• DESCRIPTION OF THE TASK: Return, word for word, every line starting at the line with "Q: Locate the row" and ending at the final line of the entries; skip the pictures.

• ITEMS:

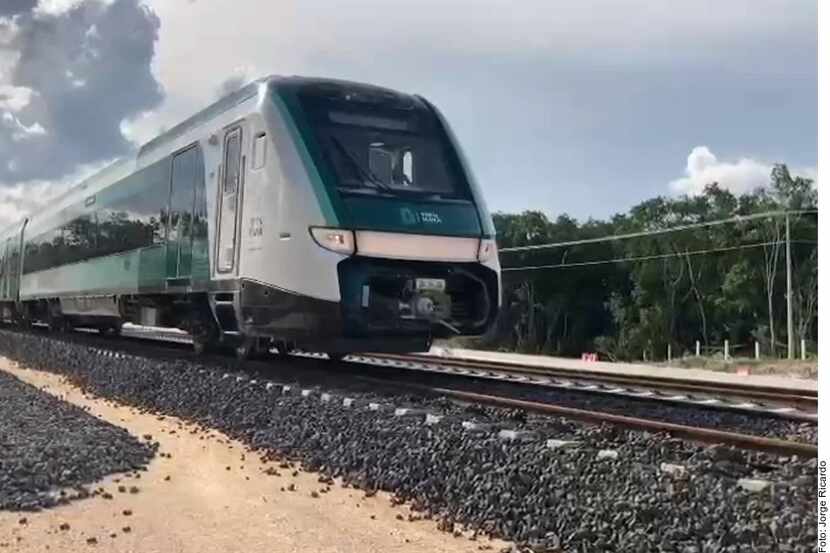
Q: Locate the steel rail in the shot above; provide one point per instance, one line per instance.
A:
(802, 398)
(705, 435)
(697, 434)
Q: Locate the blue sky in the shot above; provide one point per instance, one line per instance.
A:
(584, 107)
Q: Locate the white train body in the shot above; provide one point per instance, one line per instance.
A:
(321, 214)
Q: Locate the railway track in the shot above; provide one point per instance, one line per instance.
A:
(771, 401)
(398, 373)
(433, 443)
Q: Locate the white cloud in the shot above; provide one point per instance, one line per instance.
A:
(739, 177)
(15, 98)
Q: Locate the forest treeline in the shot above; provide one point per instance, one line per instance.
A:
(628, 298)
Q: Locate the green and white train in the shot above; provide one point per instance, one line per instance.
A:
(311, 213)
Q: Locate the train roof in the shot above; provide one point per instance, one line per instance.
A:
(160, 145)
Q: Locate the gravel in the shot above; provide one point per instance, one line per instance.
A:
(577, 497)
(50, 450)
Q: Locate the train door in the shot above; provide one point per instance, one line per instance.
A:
(4, 269)
(230, 198)
(181, 216)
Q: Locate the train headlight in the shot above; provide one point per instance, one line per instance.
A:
(336, 240)
(486, 250)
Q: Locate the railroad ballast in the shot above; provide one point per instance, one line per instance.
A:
(296, 212)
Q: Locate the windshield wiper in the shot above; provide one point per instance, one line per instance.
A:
(366, 174)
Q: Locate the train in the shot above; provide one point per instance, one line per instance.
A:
(295, 213)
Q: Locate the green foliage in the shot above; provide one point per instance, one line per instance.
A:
(667, 292)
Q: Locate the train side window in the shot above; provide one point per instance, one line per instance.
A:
(229, 201)
(258, 161)
(407, 168)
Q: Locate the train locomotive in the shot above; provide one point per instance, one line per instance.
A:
(306, 213)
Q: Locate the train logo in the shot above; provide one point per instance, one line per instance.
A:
(410, 217)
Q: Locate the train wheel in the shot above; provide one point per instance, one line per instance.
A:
(251, 347)
(203, 341)
(283, 348)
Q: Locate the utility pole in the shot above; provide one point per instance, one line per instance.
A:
(790, 337)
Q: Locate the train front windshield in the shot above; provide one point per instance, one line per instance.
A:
(384, 145)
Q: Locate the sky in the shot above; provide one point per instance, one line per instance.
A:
(585, 107)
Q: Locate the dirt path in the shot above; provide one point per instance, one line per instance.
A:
(205, 493)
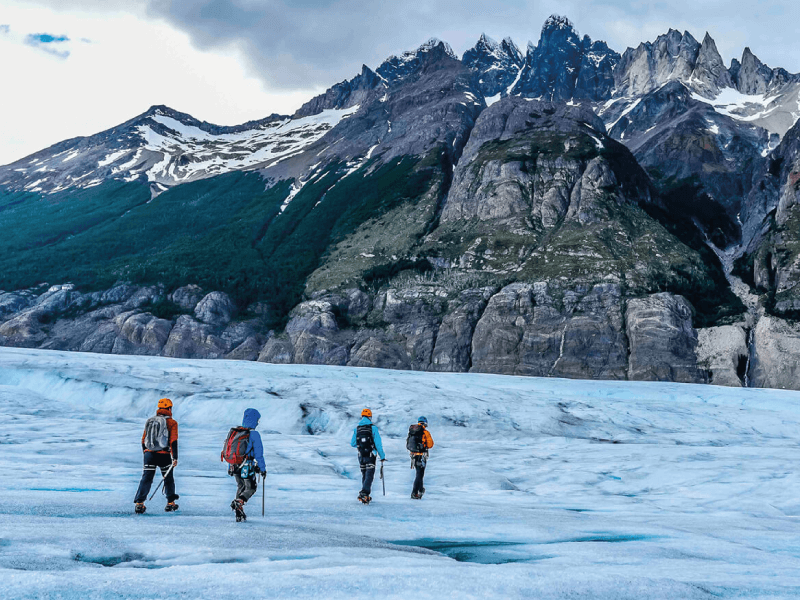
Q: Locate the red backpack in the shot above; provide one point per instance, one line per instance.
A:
(235, 449)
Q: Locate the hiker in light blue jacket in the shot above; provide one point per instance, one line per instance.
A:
(367, 439)
(246, 460)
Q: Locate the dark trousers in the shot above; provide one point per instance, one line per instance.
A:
(419, 465)
(153, 460)
(245, 486)
(367, 465)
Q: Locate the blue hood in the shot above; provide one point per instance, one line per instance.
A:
(251, 417)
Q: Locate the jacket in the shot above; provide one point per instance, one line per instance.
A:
(255, 449)
(172, 426)
(375, 436)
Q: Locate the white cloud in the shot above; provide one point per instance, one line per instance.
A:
(130, 64)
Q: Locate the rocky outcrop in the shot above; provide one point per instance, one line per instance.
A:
(776, 349)
(496, 66)
(723, 352)
(187, 297)
(530, 330)
(564, 66)
(215, 309)
(662, 340)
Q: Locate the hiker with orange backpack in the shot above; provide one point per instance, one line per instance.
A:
(160, 448)
(418, 442)
(244, 453)
(367, 439)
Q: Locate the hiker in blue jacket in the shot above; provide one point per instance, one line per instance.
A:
(252, 465)
(367, 439)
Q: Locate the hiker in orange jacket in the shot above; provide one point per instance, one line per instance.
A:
(160, 448)
(418, 443)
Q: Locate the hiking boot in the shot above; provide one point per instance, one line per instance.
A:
(238, 506)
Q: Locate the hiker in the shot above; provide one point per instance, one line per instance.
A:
(367, 439)
(418, 442)
(160, 448)
(244, 453)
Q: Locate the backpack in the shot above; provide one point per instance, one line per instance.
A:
(156, 434)
(414, 442)
(235, 449)
(365, 442)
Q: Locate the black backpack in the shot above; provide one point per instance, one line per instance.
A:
(365, 442)
(414, 442)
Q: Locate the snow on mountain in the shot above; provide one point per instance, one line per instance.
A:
(397, 68)
(548, 488)
(165, 148)
(496, 66)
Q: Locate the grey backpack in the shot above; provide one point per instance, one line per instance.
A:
(156, 434)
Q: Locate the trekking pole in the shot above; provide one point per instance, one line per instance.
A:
(160, 483)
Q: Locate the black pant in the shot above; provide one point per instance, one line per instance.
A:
(367, 465)
(245, 486)
(151, 461)
(419, 465)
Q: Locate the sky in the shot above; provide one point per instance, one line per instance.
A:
(76, 67)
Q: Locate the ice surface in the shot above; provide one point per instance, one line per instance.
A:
(536, 488)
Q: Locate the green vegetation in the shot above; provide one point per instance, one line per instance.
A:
(381, 274)
(686, 206)
(224, 233)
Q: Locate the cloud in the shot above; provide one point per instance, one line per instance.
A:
(49, 43)
(297, 44)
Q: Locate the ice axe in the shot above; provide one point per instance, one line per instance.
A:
(263, 491)
(163, 479)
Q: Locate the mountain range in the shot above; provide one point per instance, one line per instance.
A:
(570, 211)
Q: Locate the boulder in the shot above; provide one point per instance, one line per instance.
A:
(187, 297)
(776, 354)
(192, 339)
(13, 302)
(313, 332)
(140, 334)
(277, 350)
(215, 309)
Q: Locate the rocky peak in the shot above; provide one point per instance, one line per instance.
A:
(495, 65)
(510, 48)
(710, 74)
(651, 65)
(751, 76)
(564, 66)
(345, 94)
(398, 68)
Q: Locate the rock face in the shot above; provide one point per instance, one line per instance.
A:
(495, 65)
(662, 340)
(776, 348)
(215, 309)
(723, 352)
(563, 65)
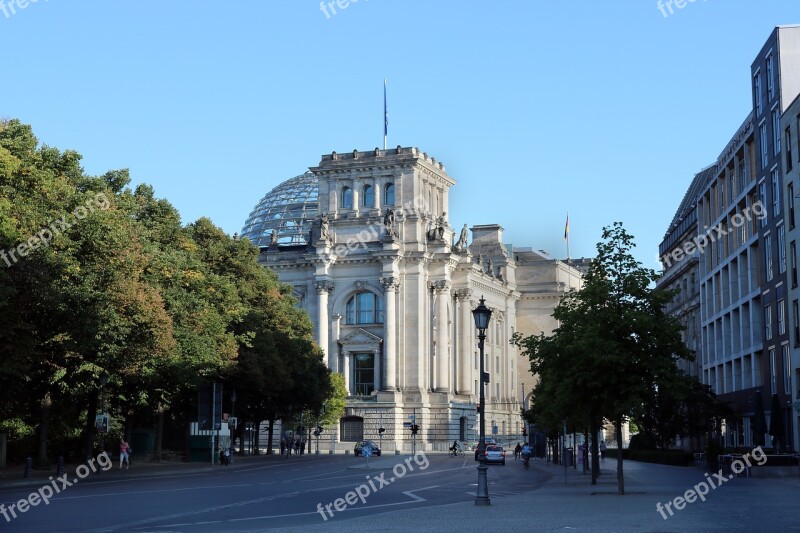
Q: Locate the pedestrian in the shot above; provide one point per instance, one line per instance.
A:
(124, 453)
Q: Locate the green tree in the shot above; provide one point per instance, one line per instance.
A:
(614, 345)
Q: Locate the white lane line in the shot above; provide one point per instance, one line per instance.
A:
(414, 499)
(410, 493)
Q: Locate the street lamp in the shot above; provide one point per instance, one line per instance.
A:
(103, 383)
(482, 314)
(233, 416)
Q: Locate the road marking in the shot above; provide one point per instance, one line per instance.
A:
(410, 493)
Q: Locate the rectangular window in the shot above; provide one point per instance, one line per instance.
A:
(776, 131)
(768, 322)
(757, 93)
(364, 373)
(787, 369)
(772, 370)
(771, 76)
(776, 194)
(796, 322)
(768, 256)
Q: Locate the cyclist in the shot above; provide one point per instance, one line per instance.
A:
(526, 454)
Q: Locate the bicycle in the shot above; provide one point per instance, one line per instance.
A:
(458, 452)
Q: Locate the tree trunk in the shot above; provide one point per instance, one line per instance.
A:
(159, 431)
(620, 476)
(91, 414)
(269, 436)
(44, 430)
(555, 450)
(595, 451)
(585, 452)
(256, 437)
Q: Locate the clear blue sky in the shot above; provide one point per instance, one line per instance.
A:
(537, 108)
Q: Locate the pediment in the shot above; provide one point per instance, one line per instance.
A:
(360, 337)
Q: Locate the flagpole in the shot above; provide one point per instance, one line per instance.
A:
(385, 115)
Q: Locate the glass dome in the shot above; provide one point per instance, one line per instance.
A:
(289, 209)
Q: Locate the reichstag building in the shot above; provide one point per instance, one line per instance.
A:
(390, 284)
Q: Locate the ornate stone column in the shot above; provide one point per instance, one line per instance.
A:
(346, 372)
(390, 286)
(466, 333)
(333, 357)
(442, 289)
(323, 288)
(377, 369)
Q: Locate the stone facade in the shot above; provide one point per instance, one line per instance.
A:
(390, 287)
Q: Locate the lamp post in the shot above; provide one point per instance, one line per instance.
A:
(103, 383)
(482, 314)
(235, 422)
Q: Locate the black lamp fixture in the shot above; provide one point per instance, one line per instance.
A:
(482, 314)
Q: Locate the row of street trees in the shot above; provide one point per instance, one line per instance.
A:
(614, 357)
(100, 280)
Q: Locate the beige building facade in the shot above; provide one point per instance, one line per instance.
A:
(365, 240)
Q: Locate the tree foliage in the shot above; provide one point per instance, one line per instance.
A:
(614, 348)
(99, 280)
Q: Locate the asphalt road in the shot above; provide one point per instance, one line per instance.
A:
(256, 495)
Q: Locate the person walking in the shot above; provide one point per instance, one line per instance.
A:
(124, 453)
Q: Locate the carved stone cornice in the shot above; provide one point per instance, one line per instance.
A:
(323, 286)
(463, 294)
(390, 283)
(441, 285)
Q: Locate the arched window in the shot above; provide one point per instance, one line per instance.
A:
(368, 198)
(364, 308)
(388, 194)
(351, 428)
(347, 198)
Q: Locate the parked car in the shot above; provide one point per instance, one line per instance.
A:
(495, 454)
(372, 444)
(489, 441)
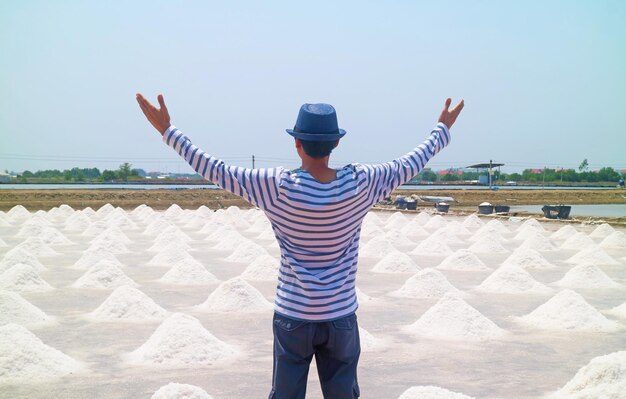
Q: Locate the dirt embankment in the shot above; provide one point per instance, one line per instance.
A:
(35, 200)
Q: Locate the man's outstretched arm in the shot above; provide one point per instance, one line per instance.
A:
(257, 186)
(385, 177)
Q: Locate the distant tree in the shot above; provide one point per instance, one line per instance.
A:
(584, 165)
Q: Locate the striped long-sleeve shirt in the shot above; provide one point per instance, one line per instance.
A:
(317, 225)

• TASK OUTPUT:
Q: Locate the row of street trees in the shot above; provide one point per instance, one line per instance.
A:
(614, 357)
(100, 280)
Q: Locate the beige building facade in the shot above; provide one point per instance, one line per instance.
A:
(365, 240)
Q: Locate the tree foliage in the shot above; provide one point per instance, one line per instance.
A:
(614, 348)
(99, 280)
Q: Locate the asphalt road in the shot above; provide one point per instance, one line per instance.
A:
(256, 495)
Q: Locate the person walking in the shot above; provide one point per instance, one line per instance.
A:
(124, 453)
Q: Locate the carved stone cornice in the shot above; provide one point per instance, one line per instance.
A:
(323, 286)
(463, 294)
(390, 283)
(441, 285)
Q: Locate the arched window in the shot above; provide one point per instance, one line per instance.
A:
(368, 198)
(364, 308)
(388, 194)
(351, 428)
(347, 198)
Q: Locate the parked car in the shot above; provide one point per instance, one line per instance.
A:
(495, 454)
(372, 444)
(489, 441)
Q: Locate the dirt embankment in the shot above; provide one point per instance, one line per instance.
A:
(35, 200)
Q: Locate the man's outstretched arm in the shot above; provide one point per instance, one line per instance.
A:
(257, 186)
(385, 177)
Q: Locate the distant tree in the shot above; provide one point per instance, one line per instance.
A:
(584, 165)
Q: Locate the striped long-sleeve shirt in the shot above; provide one point per instance, one line per instance.
A:
(317, 225)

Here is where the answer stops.